** start of Data entries **

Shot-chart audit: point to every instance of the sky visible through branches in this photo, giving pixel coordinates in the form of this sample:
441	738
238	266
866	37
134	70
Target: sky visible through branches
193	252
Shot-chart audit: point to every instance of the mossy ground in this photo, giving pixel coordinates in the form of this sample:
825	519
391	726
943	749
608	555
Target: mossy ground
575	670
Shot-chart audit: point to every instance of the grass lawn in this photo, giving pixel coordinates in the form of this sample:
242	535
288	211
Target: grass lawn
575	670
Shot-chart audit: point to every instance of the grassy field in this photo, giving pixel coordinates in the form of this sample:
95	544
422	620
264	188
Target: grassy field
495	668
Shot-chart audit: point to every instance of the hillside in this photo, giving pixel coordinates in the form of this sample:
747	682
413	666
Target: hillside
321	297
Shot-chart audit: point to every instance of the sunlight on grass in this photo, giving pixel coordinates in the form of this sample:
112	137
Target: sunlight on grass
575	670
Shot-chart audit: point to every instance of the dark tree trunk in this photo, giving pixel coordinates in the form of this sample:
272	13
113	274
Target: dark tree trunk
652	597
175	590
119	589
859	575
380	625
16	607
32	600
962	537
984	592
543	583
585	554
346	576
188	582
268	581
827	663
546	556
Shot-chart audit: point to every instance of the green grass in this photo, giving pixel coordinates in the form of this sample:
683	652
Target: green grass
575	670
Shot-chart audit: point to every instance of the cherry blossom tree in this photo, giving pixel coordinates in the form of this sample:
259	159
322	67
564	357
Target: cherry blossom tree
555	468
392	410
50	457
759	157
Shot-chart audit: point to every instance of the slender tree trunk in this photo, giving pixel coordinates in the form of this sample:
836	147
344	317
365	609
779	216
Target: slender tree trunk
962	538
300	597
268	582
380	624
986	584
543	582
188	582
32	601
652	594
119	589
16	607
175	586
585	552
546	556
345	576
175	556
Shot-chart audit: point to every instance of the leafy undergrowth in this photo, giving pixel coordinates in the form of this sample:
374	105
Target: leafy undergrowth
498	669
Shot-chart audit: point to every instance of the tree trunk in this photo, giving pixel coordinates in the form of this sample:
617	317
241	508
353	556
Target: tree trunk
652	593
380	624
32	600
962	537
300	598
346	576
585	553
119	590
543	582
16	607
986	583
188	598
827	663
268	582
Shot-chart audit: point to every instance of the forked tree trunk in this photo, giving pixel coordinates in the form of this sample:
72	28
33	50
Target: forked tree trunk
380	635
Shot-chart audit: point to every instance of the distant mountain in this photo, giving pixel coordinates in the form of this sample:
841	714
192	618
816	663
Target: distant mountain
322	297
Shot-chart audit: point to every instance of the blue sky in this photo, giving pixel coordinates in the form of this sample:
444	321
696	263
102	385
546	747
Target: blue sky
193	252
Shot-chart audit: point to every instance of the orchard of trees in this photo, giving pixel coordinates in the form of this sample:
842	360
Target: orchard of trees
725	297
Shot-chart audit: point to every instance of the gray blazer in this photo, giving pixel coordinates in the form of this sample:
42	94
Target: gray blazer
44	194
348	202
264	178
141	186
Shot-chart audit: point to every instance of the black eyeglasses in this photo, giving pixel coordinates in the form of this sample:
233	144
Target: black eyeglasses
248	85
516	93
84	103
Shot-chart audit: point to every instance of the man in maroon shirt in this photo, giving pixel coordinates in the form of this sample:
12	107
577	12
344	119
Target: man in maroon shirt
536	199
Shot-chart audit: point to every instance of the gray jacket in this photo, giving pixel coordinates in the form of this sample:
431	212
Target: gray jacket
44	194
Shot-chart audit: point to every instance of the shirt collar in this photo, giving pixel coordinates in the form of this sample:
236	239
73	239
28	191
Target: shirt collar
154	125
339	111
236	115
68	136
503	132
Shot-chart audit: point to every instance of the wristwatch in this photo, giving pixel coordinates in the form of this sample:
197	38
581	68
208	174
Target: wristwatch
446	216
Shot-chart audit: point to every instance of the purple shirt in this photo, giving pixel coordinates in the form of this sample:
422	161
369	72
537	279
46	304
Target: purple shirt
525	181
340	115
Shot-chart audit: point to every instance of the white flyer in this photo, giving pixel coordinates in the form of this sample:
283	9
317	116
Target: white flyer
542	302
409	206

** end of Data entries **

Type out the entries again, word for word.

Shot-chart audit: point to every instance of the sky visible through branches in this photo, giving pixel coordinates in the form of this sample:
441	738
238	266
866	37
134	70
Target: sky visible through branches
193	252
Shot-chart audit: point to every instance of the mossy ground in this photo, giving pixel coordinates in the form of this sample:
825	519
391	726
943	749
608	555
Target: mossy ground
575	670
Shot-chart audit: point to every instance of the grass lawn in this photo, giving pixel coordinates in the form of this sample:
242	535
288	211
Target: grass lawn
575	670
Shot-chart audit: point to every instance of the grassy field in this photo, giving pixel coordinates in the form of this sample:
95	544
422	620
264	188
Target: grassy field
495	668
Shot-chart audit: point to every instance of the hillside in this photo, giving pixel coordinates in the form of this sample:
747	682
413	666
Target: hillside
321	297
Shot-chart audit: point to every instance of the sunlight on grass in this photo, giving pixel coordinates in the form of this sample:
112	137
Target: sunlight on grass
575	670
Shot-chart audit: point to every instance of the dark tree trunk in this photo, giving pixel coordinates in the form of this sample:
272	13
113	274
Target: dark tree trunk
652	597
175	590
119	589
859	575
380	625
16	607
32	600
962	537
984	592
543	583
585	554
346	576
188	582
268	581
827	663
546	556
Shot-chart audit: point to every instance of the green grass in this photo, giving pixel coordinates in the form of this sample:
683	652
Target: green grass
575	670
Shot-chart audit: point to every instance of the cherry blossom tree in this photo, giving pixel coordinates in the form of this sample:
259	159
322	67
564	357
Target: cherry blossom tree
555	468
392	410
50	457
759	157
Shot-chart audit: point to every instance of the slender tree trunk in this photo, giving pixel coordinates in the form of this sample:
836	147
344	317
365	609
779	216
Target: slender tree trunk
962	538
300	597
268	582
380	624
986	584
543	582
188	582
32	601
652	594
119	589
16	607
175	586
585	552
546	556
345	576
175	556
Shot-chart audit: point to every instance of the leafy undergrowth in this photo, giving pixel coordinates in the form of this sample:
374	105
Target: leafy undergrowth
498	669
Shot-chart audit: point to every instance of the tree trunk in this photo, giving pixel coordinates in the form of this sample:
617	317
241	508
353	556
Target: tree trunk
652	593
380	624
32	600
962	537
300	598
346	576
585	553
119	590
543	582
16	607
986	583
188	598
827	663
268	582
Shot-chart audit: point to every instance of the forked tree trunk in this photo, giving pixel coordinates in the form of this sample:
72	28
33	50
Target: forked tree trunk
380	635
Shot-chart audit: point to every instance of the distant mountain in this photo, giving pixel coordinates in the form of this sample:
841	714
192	618
816	663
Target: distant mountain
322	297
Shot-chart audit: point to every instance of the blue sky in this photo, giving pixel coordinates in the form of this sample:
444	321
696	263
102	385
546	747
Target: blue sky
193	252
Shot-chart audit: point to every instance of the orchard of trees in this photo, giving pixel coordinates in the form of this sample:
842	360
Target: orchard of trees
725	297
Shot-chart audit: point to every instance of the gray blazer in this photo, giving pixel coordinates in the form of this sample:
42	94
Target: gray blazer
44	194
348	202
264	178
141	186
Shot-chart audit: point to every instance of the black eyeglasses in this photo, giving pixel coordinates in the form of this sample:
233	144
Target: black eyeglasses
248	85
516	93
84	103
Shot-chart audit: point to every instance of the man in maroon shirt in this photo, giving pixel coordinates in the form of this sample:
12	107
577	12
344	119
Target: man in maroon shirt
536	199
Shot-chart audit: point to every instance of the gray jacket in this photo, giving pixel coordinates in the form of this sample:
431	212
Target: gray jacket
44	194
Shot-chart audit: point to every instance of the shirt collar in this photo, giving pixel coordinates in the form of this sample:
236	239
73	239
28	191
Target: shirt collar
154	125
339	111
236	115
68	136
503	132
Shot-chart audit: point to every instance of the wristwatch in this photo, giving pixel coordinates in the form of this sample:
197	38
581	68
208	174
Target: wristwatch
446	216
Shot-chart audit: point to every instance of the purple shirt in this photo, giving pixel coordinates in the form of this sample:
422	161
369	72
537	279
46	304
Target: purple shirt
525	181
340	115
Shot-chart audit: point to every instance of the white flyer in this photo, giving pixel coordinates in the form of this sample:
283	9
317	116
Target: white flyer
542	302
409	206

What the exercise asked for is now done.